**ACTIVITY:**
Exact repetition, please: start with the line where "If you would be willing to mark the cream" appears and stop after the final line of the records.

**DATA:**
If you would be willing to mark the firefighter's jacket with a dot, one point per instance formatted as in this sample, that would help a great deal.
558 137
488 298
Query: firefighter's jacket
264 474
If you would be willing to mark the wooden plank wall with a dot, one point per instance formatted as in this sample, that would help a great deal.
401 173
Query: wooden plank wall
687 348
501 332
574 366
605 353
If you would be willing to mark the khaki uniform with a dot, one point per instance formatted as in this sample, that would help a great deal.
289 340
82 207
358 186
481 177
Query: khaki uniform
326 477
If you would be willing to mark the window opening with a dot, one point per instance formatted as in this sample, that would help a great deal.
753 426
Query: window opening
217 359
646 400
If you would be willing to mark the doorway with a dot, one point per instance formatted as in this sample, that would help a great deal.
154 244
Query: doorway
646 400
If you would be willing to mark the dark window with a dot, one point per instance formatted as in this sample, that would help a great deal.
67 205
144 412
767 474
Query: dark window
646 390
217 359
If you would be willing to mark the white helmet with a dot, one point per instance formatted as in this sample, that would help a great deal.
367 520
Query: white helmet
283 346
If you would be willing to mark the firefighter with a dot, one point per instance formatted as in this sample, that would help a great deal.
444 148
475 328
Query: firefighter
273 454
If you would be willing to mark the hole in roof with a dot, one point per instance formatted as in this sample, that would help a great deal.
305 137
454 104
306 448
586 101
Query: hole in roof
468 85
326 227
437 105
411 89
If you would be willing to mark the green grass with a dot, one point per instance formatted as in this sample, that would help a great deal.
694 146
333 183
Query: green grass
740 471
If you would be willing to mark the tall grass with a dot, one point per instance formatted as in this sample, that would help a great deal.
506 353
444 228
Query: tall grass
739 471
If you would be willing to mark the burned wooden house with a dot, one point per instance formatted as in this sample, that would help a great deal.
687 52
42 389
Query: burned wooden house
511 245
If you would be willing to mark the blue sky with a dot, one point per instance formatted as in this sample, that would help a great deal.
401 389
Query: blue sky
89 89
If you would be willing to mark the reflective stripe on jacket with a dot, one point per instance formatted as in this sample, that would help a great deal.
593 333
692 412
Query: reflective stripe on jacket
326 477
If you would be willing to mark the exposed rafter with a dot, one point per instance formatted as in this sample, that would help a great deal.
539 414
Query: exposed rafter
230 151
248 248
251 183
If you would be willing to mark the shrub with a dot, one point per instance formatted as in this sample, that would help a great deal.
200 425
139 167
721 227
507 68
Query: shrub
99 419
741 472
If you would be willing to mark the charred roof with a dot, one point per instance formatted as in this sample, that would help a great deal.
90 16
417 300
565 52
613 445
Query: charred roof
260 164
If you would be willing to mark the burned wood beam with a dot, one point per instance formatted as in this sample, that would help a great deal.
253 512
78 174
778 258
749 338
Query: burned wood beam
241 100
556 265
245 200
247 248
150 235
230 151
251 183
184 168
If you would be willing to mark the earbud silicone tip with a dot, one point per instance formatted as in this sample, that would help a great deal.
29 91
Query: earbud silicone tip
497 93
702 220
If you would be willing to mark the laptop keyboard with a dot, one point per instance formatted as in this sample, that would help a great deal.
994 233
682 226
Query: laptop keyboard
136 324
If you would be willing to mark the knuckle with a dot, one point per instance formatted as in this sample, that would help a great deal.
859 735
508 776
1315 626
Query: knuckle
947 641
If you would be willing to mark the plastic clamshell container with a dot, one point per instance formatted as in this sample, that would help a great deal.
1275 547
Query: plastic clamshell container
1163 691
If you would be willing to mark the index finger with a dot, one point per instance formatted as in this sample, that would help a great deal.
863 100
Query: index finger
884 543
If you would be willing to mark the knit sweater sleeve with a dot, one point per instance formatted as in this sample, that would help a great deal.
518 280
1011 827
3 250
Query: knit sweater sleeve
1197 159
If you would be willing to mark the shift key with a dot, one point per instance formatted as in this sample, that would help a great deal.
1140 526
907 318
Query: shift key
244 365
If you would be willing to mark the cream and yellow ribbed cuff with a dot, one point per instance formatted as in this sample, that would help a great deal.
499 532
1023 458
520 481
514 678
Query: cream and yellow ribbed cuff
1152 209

**EXERCISE RESPONSE:**
If you would be willing to mark the cream and yellow ribbed cuff with a dot, one point per instance formatted as in this sample, that would help a great deal.
499 532
1023 458
520 481
514 678
Query: cream and yellow ribbed cuff
1152 209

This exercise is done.